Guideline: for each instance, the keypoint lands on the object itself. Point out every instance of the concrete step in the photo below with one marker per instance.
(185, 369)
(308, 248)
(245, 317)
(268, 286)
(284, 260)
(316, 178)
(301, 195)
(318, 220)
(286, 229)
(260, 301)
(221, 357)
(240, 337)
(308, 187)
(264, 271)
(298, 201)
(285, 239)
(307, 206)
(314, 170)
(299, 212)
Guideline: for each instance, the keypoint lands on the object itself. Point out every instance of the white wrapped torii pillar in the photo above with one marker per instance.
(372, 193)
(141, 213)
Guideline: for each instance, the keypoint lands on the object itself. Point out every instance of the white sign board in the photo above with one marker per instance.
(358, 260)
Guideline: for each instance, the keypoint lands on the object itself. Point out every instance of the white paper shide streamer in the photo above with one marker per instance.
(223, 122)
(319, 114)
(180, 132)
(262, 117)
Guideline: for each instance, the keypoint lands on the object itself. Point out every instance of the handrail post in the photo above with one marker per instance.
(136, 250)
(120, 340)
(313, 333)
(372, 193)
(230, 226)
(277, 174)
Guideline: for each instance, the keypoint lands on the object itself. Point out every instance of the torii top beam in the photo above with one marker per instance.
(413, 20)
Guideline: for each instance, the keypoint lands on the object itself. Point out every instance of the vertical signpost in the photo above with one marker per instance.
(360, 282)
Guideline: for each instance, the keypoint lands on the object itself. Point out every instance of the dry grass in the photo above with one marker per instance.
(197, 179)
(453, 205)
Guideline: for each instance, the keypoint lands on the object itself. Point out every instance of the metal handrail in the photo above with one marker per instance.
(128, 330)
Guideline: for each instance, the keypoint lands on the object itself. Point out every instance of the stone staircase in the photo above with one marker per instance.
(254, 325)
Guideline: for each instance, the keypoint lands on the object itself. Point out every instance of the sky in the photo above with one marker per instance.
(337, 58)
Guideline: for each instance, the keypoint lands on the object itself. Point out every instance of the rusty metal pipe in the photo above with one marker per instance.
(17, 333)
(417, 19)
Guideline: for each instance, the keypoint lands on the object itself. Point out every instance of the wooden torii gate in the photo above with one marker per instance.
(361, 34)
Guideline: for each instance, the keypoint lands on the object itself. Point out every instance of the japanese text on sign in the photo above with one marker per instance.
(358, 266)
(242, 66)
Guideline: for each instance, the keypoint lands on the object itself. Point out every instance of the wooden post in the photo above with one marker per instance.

........

Copy all data exactly, start to finish.

_Exercise solution_
Guideline: for each instance, the keypoint lands on the object itself. Point out every instance of the concrete step in the photo below with one marker per instance.
(185, 369)
(308, 248)
(245, 317)
(268, 286)
(284, 260)
(316, 178)
(301, 195)
(318, 220)
(286, 229)
(260, 301)
(221, 357)
(240, 337)
(308, 187)
(264, 271)
(298, 201)
(285, 239)
(307, 206)
(314, 170)
(299, 212)
Guideline: for each instance, the keypoint lands on the object itself. Point out every instance of the white wrapped torii pillar in the photo above with one marker per instance.
(372, 193)
(141, 213)
Guideline: for each instance, the keypoint lands on the object itself. Point out every instance of the white sign board in the photo above with one marker per instance.
(358, 260)
Guideline: for each instance, the keypoint lands on the object itself. Point out every instance of the white paper shide streamer in the photo above with one marker per instance.
(223, 122)
(319, 114)
(180, 132)
(262, 117)
Guideline: for each instance, the keypoint lands on the object itself. Point out every instance of the handrail post in the photo above with one marker per instance.
(136, 250)
(120, 340)
(313, 333)
(372, 193)
(230, 226)
(277, 174)
Guideline: for each instance, the keypoint lands on the object itself. Point out every instance of the torii top beam in the photo above with one marker per instance.
(413, 20)
Guideline: for each instance, the keypoint lands on the object itself. Point out every instance of the vertical signpost in the photo above with one marker per instance.
(360, 282)
Guideline: for each instance, the keypoint lands on the object itself. Point out every instance of the dry grass in the photo above with one marker per instance.
(197, 179)
(453, 205)
Guideline: for each instance, the keypoint lands on the object itself. Point out every instance of the metal handrail in the photo above with one marker per instance.
(128, 330)
Guideline: for each instance, the keypoint lands on the object itself. Point out every instance of the stone staircase in the photo above with one marker per instance.
(254, 325)
Guideline: for each instance, the keypoint lands on the object itself. Point out every instance of the sky in the photo above with one marker per instance.
(337, 58)
Guideline: for each instance, the keypoint lands on the object itself. Point out every instance of the rusty metal pipe in the photo above with one marker per instance.
(17, 333)
(417, 19)
Guideline: for each instance, the keypoint lands on the object itself. Point out every instance of the wooden torii gate in the photo above with one marker per instance.
(361, 34)
Guideline: for each instance, the keypoint lands on the object itself. Point out every instance of the japanese text on sign in the photo above with one marker per instance.
(358, 266)
(242, 66)
Guideline: for each instance, the keypoint lands on the object itself. Point out every instance of the wooden post in the photo above with one marker per instance.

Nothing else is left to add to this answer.